(Work instruction)
Copy out each line below that contains the string "negative".

[Stored items]
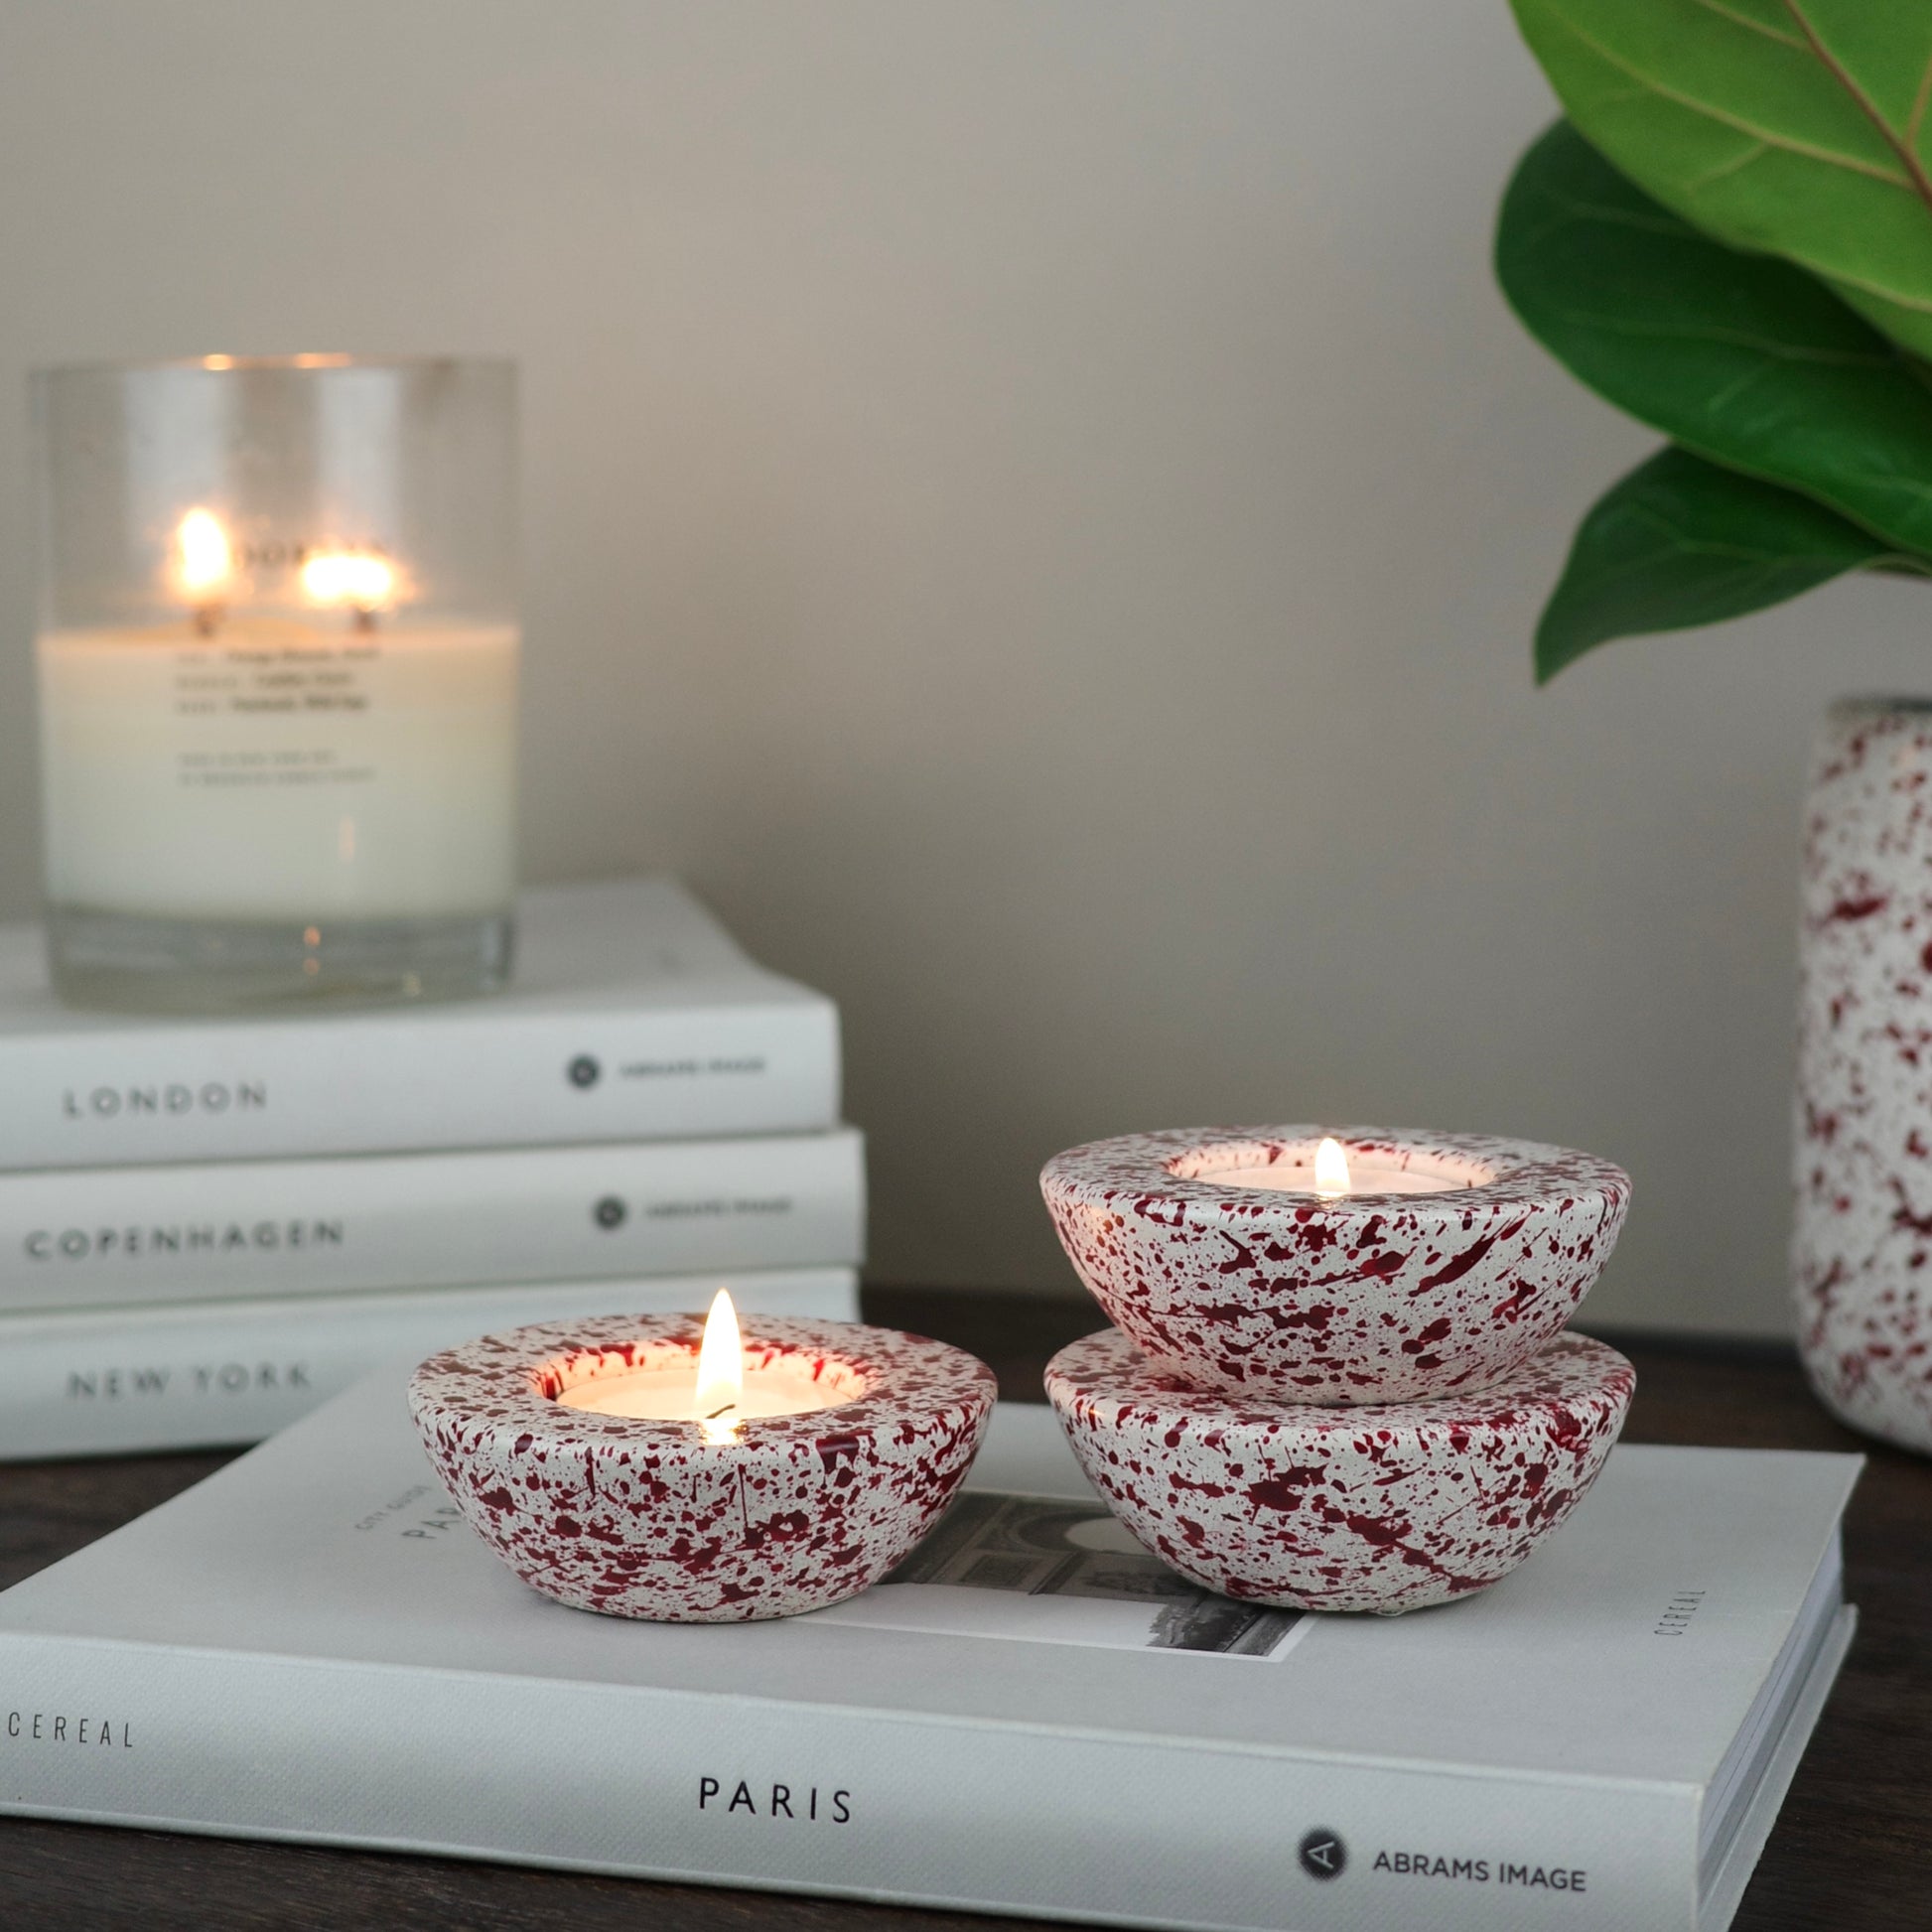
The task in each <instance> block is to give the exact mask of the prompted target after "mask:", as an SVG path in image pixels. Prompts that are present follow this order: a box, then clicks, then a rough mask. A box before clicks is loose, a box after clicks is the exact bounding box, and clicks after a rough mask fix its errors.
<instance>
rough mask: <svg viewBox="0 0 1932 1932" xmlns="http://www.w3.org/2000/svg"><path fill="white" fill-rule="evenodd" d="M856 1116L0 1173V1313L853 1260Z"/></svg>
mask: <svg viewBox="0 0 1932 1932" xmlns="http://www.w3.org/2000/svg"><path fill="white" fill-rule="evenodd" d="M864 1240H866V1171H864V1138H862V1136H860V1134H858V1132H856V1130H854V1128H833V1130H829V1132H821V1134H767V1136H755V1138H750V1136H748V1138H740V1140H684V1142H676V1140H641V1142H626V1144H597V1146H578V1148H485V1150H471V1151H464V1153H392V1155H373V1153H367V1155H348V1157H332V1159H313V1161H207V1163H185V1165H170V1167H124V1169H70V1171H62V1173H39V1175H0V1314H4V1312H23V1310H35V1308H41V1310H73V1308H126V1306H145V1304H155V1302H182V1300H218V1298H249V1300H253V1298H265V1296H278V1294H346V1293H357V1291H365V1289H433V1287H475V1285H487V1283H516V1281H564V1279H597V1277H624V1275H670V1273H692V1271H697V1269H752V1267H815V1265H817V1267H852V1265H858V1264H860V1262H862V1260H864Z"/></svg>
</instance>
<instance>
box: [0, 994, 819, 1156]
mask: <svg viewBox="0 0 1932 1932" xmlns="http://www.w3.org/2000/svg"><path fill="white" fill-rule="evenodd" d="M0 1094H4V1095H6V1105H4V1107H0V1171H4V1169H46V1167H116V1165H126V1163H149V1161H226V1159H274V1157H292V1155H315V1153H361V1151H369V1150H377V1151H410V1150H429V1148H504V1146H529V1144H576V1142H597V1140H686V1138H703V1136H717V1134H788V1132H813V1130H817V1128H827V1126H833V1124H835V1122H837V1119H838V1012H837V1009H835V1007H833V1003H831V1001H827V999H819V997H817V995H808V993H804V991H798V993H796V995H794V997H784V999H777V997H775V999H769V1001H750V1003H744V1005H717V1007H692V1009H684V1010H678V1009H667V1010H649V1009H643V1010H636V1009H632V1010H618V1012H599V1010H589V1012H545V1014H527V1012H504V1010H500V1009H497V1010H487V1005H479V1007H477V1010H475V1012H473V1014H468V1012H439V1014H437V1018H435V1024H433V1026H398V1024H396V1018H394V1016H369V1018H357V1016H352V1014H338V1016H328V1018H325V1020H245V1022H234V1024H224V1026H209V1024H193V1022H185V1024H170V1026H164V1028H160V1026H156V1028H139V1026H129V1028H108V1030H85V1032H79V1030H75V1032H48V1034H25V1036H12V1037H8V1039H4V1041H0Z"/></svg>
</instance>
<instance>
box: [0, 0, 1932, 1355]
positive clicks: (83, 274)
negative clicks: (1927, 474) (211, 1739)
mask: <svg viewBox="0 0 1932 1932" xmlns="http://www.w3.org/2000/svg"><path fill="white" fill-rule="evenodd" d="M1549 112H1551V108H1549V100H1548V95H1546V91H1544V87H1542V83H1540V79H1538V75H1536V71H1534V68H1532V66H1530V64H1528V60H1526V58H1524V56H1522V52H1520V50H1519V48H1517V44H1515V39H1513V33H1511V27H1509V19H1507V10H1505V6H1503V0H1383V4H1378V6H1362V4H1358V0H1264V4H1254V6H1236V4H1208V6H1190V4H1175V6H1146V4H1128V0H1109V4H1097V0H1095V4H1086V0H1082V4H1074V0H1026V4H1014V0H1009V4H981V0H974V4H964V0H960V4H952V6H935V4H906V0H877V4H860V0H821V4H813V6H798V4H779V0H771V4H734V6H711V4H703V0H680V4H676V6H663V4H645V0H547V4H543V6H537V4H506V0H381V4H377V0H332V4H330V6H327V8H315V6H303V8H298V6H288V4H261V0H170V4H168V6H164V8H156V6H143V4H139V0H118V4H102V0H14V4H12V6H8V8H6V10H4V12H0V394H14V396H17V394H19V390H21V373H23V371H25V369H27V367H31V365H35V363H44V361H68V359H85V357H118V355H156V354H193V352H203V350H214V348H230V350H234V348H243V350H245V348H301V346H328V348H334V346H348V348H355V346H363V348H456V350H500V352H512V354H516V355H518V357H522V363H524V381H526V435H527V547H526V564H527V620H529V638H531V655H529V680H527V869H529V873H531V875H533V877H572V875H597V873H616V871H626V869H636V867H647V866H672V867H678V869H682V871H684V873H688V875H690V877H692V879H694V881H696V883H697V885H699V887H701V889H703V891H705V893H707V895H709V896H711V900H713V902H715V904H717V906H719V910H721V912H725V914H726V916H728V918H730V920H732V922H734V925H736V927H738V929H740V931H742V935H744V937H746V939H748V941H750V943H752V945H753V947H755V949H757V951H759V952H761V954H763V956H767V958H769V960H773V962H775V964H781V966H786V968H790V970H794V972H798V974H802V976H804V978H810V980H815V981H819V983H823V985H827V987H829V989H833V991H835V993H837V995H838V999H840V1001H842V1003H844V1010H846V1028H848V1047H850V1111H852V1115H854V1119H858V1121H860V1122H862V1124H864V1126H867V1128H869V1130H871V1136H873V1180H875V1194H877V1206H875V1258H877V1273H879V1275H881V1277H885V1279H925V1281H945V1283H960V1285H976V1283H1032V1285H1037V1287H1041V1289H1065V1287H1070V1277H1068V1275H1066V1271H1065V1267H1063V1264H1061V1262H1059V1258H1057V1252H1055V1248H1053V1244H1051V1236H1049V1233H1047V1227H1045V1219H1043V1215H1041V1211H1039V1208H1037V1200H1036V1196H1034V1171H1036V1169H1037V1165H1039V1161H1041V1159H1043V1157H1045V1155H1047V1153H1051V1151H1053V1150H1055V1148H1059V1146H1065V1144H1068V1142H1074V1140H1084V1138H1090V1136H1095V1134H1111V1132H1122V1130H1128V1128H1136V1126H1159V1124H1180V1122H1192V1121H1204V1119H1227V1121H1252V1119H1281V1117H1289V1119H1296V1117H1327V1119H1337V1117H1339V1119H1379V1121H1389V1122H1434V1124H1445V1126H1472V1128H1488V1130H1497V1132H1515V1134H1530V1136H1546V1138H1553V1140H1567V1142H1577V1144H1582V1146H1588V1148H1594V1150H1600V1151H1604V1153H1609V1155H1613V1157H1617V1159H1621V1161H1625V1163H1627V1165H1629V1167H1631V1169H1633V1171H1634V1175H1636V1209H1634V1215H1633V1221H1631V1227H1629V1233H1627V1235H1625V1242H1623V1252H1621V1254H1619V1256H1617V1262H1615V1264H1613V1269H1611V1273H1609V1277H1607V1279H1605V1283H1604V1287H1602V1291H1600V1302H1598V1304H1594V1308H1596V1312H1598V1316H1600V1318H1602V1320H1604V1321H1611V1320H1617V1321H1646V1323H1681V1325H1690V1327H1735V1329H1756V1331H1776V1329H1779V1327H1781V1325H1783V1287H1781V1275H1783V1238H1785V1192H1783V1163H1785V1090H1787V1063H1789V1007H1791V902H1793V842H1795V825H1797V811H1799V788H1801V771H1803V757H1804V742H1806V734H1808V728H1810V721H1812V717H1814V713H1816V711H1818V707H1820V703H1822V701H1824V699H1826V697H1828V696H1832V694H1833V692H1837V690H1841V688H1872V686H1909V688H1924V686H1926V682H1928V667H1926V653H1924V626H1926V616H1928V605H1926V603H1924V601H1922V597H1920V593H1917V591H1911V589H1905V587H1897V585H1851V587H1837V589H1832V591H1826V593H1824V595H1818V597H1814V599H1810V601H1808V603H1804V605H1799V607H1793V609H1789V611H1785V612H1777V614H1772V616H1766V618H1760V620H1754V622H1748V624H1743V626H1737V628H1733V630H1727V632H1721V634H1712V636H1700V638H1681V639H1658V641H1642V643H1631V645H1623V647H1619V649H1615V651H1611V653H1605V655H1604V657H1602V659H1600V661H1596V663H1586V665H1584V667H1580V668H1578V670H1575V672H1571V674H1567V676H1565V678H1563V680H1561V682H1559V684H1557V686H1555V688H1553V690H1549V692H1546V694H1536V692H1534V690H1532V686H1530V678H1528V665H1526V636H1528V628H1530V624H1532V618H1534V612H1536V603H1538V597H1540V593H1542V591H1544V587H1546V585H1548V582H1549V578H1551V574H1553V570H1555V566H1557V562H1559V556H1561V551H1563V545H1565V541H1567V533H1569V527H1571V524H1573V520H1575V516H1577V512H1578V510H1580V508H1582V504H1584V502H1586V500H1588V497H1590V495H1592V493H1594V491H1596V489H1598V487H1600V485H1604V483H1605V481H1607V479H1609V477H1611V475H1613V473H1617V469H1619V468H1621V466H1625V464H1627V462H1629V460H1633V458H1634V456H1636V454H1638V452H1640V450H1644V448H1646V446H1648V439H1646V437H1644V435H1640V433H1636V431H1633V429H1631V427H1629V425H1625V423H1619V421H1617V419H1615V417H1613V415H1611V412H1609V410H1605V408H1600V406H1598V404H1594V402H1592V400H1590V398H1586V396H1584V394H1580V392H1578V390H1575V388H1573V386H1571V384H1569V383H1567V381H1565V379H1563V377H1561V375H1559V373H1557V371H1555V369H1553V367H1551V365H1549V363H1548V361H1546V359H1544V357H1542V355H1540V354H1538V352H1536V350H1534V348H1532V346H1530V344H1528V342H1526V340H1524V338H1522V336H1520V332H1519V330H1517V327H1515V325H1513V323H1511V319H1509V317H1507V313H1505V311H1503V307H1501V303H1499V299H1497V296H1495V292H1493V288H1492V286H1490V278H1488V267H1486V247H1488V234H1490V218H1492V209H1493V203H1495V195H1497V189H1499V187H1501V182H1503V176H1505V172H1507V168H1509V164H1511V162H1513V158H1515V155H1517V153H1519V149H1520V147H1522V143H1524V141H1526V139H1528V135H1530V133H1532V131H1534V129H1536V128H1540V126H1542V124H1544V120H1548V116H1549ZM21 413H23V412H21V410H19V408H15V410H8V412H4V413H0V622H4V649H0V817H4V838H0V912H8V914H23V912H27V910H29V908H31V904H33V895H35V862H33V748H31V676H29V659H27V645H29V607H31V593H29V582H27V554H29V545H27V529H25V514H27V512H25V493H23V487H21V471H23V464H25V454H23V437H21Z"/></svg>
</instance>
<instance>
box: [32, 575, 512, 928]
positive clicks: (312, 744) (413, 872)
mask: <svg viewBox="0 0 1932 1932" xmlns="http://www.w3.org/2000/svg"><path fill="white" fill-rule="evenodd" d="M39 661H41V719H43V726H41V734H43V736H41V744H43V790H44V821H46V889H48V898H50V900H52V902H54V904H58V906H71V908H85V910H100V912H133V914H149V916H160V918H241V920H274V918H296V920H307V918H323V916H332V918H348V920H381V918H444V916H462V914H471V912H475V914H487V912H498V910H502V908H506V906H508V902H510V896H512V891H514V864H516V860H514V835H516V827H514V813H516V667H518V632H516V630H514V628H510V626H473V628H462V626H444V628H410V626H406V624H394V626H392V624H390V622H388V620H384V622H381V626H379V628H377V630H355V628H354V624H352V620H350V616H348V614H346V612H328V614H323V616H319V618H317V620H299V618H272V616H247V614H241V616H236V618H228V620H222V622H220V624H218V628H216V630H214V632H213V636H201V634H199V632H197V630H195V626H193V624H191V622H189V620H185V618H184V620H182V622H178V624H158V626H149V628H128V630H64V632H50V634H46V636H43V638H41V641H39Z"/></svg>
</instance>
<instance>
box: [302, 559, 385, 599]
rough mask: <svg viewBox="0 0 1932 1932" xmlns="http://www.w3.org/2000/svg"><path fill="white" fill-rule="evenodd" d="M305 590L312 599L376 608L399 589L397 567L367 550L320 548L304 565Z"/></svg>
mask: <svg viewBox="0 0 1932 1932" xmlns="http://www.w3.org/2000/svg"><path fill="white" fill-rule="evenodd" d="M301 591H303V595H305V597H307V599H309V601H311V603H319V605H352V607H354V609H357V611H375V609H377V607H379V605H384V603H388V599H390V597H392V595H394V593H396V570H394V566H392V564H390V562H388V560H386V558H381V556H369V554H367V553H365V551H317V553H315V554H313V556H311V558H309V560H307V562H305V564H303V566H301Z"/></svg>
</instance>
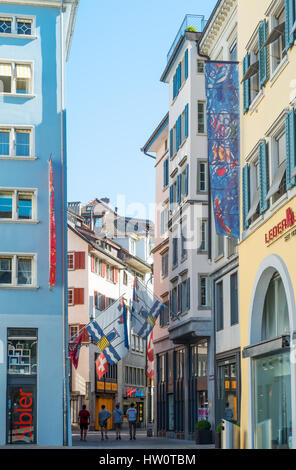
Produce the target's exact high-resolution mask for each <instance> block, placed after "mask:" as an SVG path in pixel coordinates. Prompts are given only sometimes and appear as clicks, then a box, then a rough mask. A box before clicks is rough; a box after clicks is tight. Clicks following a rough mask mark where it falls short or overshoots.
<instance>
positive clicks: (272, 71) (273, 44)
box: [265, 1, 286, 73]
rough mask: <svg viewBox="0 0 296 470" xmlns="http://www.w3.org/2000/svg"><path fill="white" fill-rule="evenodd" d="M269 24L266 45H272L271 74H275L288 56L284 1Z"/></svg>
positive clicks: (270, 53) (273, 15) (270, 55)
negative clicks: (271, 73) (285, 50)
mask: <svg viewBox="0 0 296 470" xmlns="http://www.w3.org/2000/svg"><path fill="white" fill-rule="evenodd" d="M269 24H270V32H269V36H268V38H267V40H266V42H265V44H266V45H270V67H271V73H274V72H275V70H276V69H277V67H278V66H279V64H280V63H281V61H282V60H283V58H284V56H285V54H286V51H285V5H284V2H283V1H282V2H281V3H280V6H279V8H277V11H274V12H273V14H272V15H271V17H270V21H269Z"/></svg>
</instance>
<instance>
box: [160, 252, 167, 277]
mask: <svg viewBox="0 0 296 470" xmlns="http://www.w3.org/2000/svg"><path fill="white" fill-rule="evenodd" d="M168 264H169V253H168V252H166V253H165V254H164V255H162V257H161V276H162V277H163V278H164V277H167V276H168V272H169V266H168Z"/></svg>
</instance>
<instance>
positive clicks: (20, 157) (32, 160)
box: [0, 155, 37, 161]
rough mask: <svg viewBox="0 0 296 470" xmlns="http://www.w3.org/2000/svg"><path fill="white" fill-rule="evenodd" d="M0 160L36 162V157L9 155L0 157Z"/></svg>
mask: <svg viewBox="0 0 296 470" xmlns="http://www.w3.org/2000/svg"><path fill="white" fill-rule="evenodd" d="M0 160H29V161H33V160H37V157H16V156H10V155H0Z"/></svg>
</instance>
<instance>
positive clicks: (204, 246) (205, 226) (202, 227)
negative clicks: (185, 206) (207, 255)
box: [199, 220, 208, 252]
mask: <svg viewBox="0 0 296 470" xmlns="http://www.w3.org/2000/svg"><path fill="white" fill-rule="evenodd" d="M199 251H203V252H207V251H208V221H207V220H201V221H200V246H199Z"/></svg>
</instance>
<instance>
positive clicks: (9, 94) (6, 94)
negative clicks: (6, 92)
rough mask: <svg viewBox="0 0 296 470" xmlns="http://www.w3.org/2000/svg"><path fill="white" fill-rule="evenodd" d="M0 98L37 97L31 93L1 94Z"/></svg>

(Written solution)
negative clicks: (1927, 474) (211, 1739)
negative clicks: (271, 73) (285, 50)
negative clicks: (185, 206) (207, 255)
negative clicks: (6, 92)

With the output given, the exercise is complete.